[Records contained in a dataset]
☆ ☆ ☆ ☆ ☆ ☆ ☆

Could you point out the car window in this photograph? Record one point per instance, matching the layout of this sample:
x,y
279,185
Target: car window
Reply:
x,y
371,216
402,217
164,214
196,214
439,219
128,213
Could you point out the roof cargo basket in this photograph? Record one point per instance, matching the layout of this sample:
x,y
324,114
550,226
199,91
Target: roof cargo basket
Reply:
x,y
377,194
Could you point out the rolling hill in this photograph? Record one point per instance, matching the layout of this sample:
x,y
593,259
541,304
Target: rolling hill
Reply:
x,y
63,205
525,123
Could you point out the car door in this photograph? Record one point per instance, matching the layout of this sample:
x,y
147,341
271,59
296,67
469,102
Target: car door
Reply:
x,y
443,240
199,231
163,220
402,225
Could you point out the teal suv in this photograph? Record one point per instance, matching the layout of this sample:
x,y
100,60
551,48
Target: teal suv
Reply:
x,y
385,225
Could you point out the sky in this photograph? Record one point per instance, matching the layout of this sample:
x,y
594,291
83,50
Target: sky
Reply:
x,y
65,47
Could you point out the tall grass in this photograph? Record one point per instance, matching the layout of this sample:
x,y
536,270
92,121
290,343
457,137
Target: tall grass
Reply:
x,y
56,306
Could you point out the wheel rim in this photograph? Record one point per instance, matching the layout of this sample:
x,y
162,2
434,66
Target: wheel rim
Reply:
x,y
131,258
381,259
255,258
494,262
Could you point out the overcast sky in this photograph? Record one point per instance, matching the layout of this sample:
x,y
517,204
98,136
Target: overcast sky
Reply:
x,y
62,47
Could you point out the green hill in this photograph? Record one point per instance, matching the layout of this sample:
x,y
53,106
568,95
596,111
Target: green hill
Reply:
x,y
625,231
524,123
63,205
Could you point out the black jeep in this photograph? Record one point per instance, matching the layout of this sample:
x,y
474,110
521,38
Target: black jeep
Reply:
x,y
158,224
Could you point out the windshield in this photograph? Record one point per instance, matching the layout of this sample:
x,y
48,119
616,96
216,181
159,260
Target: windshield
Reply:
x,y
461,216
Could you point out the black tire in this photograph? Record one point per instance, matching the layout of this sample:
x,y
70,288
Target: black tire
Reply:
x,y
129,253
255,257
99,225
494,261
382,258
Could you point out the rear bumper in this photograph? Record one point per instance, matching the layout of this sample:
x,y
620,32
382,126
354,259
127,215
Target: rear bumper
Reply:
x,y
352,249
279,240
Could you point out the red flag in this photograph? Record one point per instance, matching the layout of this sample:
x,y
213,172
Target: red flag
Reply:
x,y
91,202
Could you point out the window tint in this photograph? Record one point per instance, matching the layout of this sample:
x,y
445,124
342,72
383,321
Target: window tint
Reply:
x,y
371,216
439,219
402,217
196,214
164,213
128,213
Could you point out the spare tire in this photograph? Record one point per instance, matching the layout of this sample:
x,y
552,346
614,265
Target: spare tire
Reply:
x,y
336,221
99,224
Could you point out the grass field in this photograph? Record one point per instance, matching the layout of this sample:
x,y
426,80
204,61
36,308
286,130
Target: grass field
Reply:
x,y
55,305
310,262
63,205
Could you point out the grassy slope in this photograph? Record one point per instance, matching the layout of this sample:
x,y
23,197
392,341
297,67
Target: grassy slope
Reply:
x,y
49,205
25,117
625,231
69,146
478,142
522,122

☆ ☆ ☆ ☆ ☆ ☆ ☆

▶ [Your goal]: Each record must be output word for word.

▶ [Solved problem]:
Could you point out the car window in this photograph? Record one point per instance, matching the layout of this sample:
x,y
279,185
Target: car window
Reply:
x,y
371,216
402,217
164,214
196,214
439,219
128,213
Could you point out the roof cargo basket in this photograph? Record one point per instance, matching the layout of this sample:
x,y
324,114
550,226
199,91
Target: roof cargo basket
Reply:
x,y
377,194
Could you point out the rolling hill in this photograph? Record one point per instance, matching the layout of this sample:
x,y
593,259
541,304
Target: rolling hill
Reply:
x,y
63,205
525,123
Could you point out the car door in this photograph? Record one point per instance, matching the layout of this sample:
x,y
147,341
271,59
296,67
469,102
Target: car door
Reply:
x,y
443,240
199,231
163,220
402,225
Could you point out the teal suv in this photograph? Record one point per instance, matching the layout of this sample:
x,y
100,60
551,48
Target: teal suv
Reply:
x,y
385,225
Could you point out the sky in this photograph? Record one point per instance, matching the layout of this sample:
x,y
594,291
83,50
Target: sky
Reply:
x,y
65,47
Could you point out the tall grass in this photograph? Record one point per instance, matching the layout of this sample:
x,y
536,270
92,121
290,343
457,137
Target: tall grass
Reply:
x,y
56,306
Could you point out the wheel rim in this photograph? Record one point per instance, matching the layout of this sample:
x,y
162,2
434,66
Target: wheel rim
Reply:
x,y
131,258
381,259
255,258
494,262
Could you point out the overcast sky in this photograph? Record one point per instance, matching the layout of this sample:
x,y
517,204
98,136
Target: overcast sky
Reply:
x,y
62,47
Could you point out the green hill in this photograph? Record one point per instance, matching the layout of this sample:
x,y
53,106
568,95
596,111
Target: green hill
Reply:
x,y
625,231
524,123
63,205
Could you point out the black jeep in this photograph? Record one point per instance, matching the layout of this sample:
x,y
474,110
521,38
Target: black jeep
Reply:
x,y
158,224
Could you point out the windshield in this photograph? Record one point per instance, matching the layout of this sample:
x,y
48,119
616,96
216,181
159,260
Target: windshield
Reply:
x,y
461,216
Could you point out the black tire in this photograph? Record one point per instance, matching the layout of this sample:
x,y
70,288
Target: black tire
Reply:
x,y
129,253
255,257
99,225
494,261
382,258
Could you point out the rear bumper in this photograph? Record one point per instance, matching the layout of this sample:
x,y
620,32
382,126
354,259
127,215
Target: rear bumper
Reply:
x,y
352,249
279,240
Could you point out the red flag in this photograph? Record one point per instance, matching the layout of this sample:
x,y
213,172
Target: red flag
Reply:
x,y
91,202
Could you point out the window tint in this photograph? Record one point per instance, matching the layout of this sample:
x,y
445,124
342,72
383,321
Target: window tint
Reply:
x,y
371,216
439,219
402,217
196,214
164,213
128,213
Could you point out the spare tire in this photograph? Record one point per instance, matching the layout of this sample:
x,y
552,346
614,265
Target: spare tire
Reply:
x,y
336,221
99,224
Could you point out the grass field in this photograph? Record one point per instance, matching the layout of this sample:
x,y
426,80
204,61
36,308
286,130
Target: grass field
Reply:
x,y
55,305
310,262
63,205
Could you point out the grassy slope in this photograph? Record one point per instance, matching the layout of this sample:
x,y
23,197
392,341
297,67
Target: grassy slope
Reply:
x,y
49,205
25,117
625,231
69,146
478,142
522,122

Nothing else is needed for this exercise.